*Task instructions*
Scan the listing below and copy every line holding "sleeve".
Records shown Block Start
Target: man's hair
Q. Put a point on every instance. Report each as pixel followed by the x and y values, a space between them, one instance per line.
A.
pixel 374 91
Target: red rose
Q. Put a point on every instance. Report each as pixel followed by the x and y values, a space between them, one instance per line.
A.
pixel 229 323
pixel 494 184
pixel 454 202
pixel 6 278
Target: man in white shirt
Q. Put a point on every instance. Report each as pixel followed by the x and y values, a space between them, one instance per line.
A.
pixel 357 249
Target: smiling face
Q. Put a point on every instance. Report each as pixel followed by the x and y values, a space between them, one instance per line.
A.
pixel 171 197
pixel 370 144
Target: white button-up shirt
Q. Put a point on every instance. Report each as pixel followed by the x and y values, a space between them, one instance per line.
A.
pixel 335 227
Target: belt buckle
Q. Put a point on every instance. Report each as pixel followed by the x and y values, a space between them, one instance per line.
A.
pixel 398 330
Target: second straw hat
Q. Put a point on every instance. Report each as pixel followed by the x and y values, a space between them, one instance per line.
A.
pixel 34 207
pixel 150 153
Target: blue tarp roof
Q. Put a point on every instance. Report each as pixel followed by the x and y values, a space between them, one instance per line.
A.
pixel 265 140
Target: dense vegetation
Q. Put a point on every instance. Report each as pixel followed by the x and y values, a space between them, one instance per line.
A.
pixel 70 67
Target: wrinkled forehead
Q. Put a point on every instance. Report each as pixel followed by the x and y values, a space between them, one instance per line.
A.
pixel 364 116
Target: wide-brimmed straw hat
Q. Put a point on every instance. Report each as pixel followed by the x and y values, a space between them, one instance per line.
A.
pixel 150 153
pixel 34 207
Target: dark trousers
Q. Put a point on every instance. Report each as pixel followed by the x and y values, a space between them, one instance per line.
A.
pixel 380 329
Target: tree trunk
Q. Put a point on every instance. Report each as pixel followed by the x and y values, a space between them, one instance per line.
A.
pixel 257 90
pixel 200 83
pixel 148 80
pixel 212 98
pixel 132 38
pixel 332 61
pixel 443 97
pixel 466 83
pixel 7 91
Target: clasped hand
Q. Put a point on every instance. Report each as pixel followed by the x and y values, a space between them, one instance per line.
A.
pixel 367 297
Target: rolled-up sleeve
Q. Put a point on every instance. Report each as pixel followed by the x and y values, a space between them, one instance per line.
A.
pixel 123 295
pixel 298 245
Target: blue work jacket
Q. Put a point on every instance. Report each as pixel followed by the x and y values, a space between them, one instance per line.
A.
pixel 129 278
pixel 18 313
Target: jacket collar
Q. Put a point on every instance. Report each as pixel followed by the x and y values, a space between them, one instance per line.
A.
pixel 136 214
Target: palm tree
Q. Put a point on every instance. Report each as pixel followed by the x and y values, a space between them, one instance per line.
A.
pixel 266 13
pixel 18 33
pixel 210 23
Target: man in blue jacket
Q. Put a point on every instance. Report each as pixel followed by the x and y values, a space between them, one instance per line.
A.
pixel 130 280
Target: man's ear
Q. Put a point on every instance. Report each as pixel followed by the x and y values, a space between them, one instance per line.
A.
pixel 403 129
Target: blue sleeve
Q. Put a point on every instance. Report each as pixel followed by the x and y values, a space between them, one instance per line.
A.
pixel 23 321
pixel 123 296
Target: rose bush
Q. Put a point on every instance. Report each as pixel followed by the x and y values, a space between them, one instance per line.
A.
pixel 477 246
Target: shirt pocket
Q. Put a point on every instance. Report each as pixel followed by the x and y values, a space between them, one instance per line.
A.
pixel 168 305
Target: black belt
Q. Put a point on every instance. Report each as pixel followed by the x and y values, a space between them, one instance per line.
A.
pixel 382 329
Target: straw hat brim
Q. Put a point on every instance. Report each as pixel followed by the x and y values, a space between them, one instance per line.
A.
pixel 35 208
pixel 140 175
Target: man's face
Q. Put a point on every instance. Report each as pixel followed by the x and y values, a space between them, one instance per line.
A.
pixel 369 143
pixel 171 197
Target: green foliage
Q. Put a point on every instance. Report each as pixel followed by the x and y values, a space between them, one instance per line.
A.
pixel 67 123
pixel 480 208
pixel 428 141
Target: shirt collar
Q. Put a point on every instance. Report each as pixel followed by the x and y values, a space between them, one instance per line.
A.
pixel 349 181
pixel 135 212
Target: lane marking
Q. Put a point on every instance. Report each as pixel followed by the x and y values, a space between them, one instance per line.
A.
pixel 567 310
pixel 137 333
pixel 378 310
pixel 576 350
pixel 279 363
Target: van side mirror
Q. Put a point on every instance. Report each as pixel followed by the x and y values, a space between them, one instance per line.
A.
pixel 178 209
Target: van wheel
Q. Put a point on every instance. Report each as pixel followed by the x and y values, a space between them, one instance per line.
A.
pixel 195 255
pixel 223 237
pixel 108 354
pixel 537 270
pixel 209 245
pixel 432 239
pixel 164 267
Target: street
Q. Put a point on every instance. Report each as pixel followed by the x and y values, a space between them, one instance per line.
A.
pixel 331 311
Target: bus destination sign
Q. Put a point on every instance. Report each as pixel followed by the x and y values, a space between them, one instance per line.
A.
Records shown Block End
*Completed exercise*
Target: rolled-up sleeve
Target: blue sleeve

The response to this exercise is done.